Data extracted from a collection:

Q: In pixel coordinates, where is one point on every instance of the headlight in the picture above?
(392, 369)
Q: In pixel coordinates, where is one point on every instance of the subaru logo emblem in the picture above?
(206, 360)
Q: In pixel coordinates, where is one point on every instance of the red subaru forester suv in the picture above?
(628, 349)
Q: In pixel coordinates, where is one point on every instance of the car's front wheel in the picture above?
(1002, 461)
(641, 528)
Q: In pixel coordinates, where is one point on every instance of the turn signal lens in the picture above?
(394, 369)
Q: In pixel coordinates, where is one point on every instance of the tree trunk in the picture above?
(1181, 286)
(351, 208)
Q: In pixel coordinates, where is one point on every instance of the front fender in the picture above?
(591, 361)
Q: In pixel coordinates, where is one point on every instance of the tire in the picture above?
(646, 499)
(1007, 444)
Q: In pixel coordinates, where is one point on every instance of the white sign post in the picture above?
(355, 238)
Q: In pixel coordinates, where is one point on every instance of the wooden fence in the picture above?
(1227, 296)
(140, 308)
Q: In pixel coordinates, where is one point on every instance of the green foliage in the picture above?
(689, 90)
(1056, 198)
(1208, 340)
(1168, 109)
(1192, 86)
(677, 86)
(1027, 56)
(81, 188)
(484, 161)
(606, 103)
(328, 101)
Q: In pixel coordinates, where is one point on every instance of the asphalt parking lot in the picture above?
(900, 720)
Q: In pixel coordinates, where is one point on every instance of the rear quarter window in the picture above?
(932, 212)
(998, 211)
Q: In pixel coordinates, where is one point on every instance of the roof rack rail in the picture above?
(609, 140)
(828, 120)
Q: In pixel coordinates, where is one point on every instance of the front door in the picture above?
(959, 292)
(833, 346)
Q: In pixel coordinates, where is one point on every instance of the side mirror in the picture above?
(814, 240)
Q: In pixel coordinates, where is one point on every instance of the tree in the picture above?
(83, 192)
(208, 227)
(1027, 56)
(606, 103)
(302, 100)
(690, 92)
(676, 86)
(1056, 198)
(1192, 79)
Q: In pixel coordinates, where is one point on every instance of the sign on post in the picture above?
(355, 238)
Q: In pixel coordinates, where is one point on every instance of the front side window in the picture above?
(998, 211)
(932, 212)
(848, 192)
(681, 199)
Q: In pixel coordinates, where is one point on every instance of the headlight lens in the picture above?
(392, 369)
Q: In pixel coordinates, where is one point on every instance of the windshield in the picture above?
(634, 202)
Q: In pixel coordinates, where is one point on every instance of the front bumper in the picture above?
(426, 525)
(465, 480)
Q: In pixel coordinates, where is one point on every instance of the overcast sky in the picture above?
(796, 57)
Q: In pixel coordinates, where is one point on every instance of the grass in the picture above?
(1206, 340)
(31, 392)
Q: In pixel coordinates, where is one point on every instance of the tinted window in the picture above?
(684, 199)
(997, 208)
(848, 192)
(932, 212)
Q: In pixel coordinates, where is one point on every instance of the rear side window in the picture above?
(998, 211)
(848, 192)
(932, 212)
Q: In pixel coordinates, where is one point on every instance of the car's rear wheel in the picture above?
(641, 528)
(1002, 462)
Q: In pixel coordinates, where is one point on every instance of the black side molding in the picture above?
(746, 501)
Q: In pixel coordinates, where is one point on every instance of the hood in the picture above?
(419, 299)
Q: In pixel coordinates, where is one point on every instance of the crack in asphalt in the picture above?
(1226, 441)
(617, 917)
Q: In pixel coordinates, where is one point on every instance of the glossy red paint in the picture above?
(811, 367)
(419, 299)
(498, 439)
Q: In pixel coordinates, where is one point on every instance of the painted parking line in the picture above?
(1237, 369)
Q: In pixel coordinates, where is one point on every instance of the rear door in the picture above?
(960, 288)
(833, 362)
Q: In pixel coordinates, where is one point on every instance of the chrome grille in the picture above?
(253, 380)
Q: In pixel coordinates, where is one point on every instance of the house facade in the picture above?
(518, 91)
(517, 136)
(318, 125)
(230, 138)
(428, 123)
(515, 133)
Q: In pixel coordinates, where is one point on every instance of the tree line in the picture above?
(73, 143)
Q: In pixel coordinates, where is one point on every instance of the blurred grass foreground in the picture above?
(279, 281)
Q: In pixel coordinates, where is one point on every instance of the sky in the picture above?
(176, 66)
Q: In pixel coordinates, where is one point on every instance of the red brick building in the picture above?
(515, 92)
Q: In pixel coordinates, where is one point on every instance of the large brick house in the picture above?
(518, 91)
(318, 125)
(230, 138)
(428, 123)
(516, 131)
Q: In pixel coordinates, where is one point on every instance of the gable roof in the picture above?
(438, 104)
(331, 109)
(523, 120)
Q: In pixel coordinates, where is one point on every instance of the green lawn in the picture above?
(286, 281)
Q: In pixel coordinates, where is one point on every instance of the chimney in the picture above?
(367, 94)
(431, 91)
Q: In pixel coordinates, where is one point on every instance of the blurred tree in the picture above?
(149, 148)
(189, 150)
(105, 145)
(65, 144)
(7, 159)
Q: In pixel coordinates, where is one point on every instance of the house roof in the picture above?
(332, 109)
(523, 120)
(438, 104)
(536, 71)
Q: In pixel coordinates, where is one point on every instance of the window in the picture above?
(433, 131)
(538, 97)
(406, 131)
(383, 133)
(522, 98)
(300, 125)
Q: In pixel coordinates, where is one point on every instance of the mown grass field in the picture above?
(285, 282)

— Written request —
Output all preceding records character for character.

— Complete response —
Q: In pixel coordinates, where is one point on every instance of the headlight in the picture above?
(392, 369)
Q: In pixel coordinates, where is one point on every instance of the subaru logo emblem in the picture above?
(206, 360)
Q: In pixel coordinates, where is one point on every instance of the red subaru forester suv in the picture above?
(628, 349)
Q: In pixel coordinates, where is one point on every instance of the car's front wheel in the picture above?
(1002, 461)
(641, 528)
Q: In pixel coordinates, where is one point on every instance of the turn signal lens in the picture above?
(394, 369)
Q: In pixel coordinates, where is one point on every instance of the tree trunk in the picture above?
(1181, 286)
(351, 208)
Q: In pixel coordinates, where is one point on every instance of the front fender in the picture above?
(591, 361)
Q: In pixel coordinates, where is one point on every instance of the tire in the picture above?
(646, 499)
(1007, 444)
Q: In pixel coordinates, where is one point on every instance of the white sign post in the picture above?
(355, 238)
Q: In pixel coordinates, where is one point on every instance of the wooden fence in the picture above?
(1227, 296)
(140, 308)
Q: In pixel coordinates, where is one point on every instance of the green foliage in the picture above?
(689, 90)
(1056, 198)
(1208, 340)
(1168, 109)
(1192, 86)
(677, 86)
(1027, 56)
(81, 188)
(484, 161)
(606, 103)
(328, 101)
Q: In pixel coordinates, where is one point on every instance of the asphalt parking lot in the picture above?
(900, 720)
Q: In pixel coordinates, where is one point on every instance of the rear quarter window in the picture above?
(932, 212)
(998, 211)
Q: In pixel coordinates, where is one point on every instance of the roof rack rail in the picture above?
(609, 140)
(828, 120)
Q: In pixel coordinates, where is one point on every instance of the front door in the picture above?
(959, 292)
(833, 346)
Q: In pixel coordinates, where is one point on every instance of the side mirror in the picture above?
(814, 240)
Q: In pixel coordinates, where is one point on every instance of the tree in the picture above?
(83, 192)
(208, 227)
(1027, 56)
(606, 103)
(302, 100)
(690, 92)
(676, 86)
(1056, 198)
(1192, 79)
Q: In pixel coordinates, where is one point on every instance of the sign on post in the picture above?
(355, 238)
Q: In pixel coordinates, where is one point on every instance of the front side window in the picture above?
(998, 211)
(932, 212)
(848, 192)
(681, 199)
Q: In pixel coordinates, where is one point on every instance of the headlight lens in the picture above?
(392, 369)
Q: In pixel coordinates, where is one point on every instance of the windshield in the picture above?
(634, 202)
Q: In pixel coordinates, where is one point on every instance of the front bumper in the picture above?
(426, 525)
(465, 480)
Q: In pixel coordinates, where is one point on every instance of the overcast sky in the picture above?
(796, 57)
Q: In pixel coordinates, where is one point on every instance of the grass in the picture above?
(1206, 340)
(31, 392)
Q: In pixel coordinates, where is one point on every instance of the tinted window in the picture above?
(684, 199)
(997, 208)
(848, 192)
(932, 212)
Q: In pixel coordinates, where is one point on every instance of the rear side window in the picture above?
(998, 211)
(848, 192)
(932, 212)
Q: In pixel coordinates, where is one point on every instance of the car's rear wheel in the picture above?
(641, 528)
(1002, 462)
Q: In pixel coordinates, where is one point on every instance of the black side molding in the picture above?
(746, 501)
Q: In pixel coordinates, where is one point on every instance of the hood in the picture above?
(419, 299)
Q: In pixel coordinates, where is one point on every instance of the crack in asphalt in the picture above?
(1226, 441)
(617, 917)
Q: In pixel coordinates, where is one point on every instance of the glossy red paint in the picture above?
(811, 367)
(419, 299)
(498, 439)
Q: In pixel coordinates, where is one point on every instance of the painted parking line in the picture above?
(1237, 369)
Q: In pixel coordinates, where is one point on every instance of the rear door in the picture above?
(960, 288)
(833, 362)
Q: In pixel coordinates, where is one point on every instance of the chrome grille in the picture above?
(253, 380)
Q: In pixel coordinates, where is one point on every instance of the house facade in the picture above?
(518, 91)
(517, 136)
(318, 125)
(230, 138)
(428, 123)
(515, 133)
Q: In pixel coordinates, where is one point on every instance of the tree line in the picture above?
(73, 143)
Q: In pixel coordinates, where is one point on every instance of the blurred grass foreground in the picture above?
(279, 281)
Q: In pixel coordinates, where is one point on every instance of the sky in the picture above?
(176, 66)
Q: In pixel coordinates, where is one point on every instance of the red brick building in the picture above?
(515, 92)
Q: In pixel coordinates, where is one point on every instance of the large brick house in the picture above?
(518, 91)
(318, 125)
(230, 138)
(428, 123)
(516, 131)
Q: In pixel coordinates, where is one point on every instance of the gable roof in the picture above?
(438, 104)
(331, 109)
(523, 120)
Q: In pixel coordinates, where is one point on every instance of the green lawn in the picture above?
(286, 281)
Q: In pixel coordinates, where is one point on every instance of the chimney in the picture above?
(367, 94)
(431, 91)
Q: In pixel coordinates, where is one point on every instance of the blurred tree in the picture above?
(149, 148)
(189, 150)
(105, 145)
(65, 144)
(7, 159)
Q: In pixel coordinates, where is one point on every instance of the house roof in the picture above?
(332, 109)
(523, 120)
(438, 104)
(536, 71)
Q: In pixel coordinates, where is one point on every instance of the window in the picture above?
(433, 131)
(538, 97)
(406, 131)
(383, 133)
(522, 98)
(300, 125)
Q: In pixel coordinates, where is one point on every instance of the mown grass field in the picture above?
(285, 282)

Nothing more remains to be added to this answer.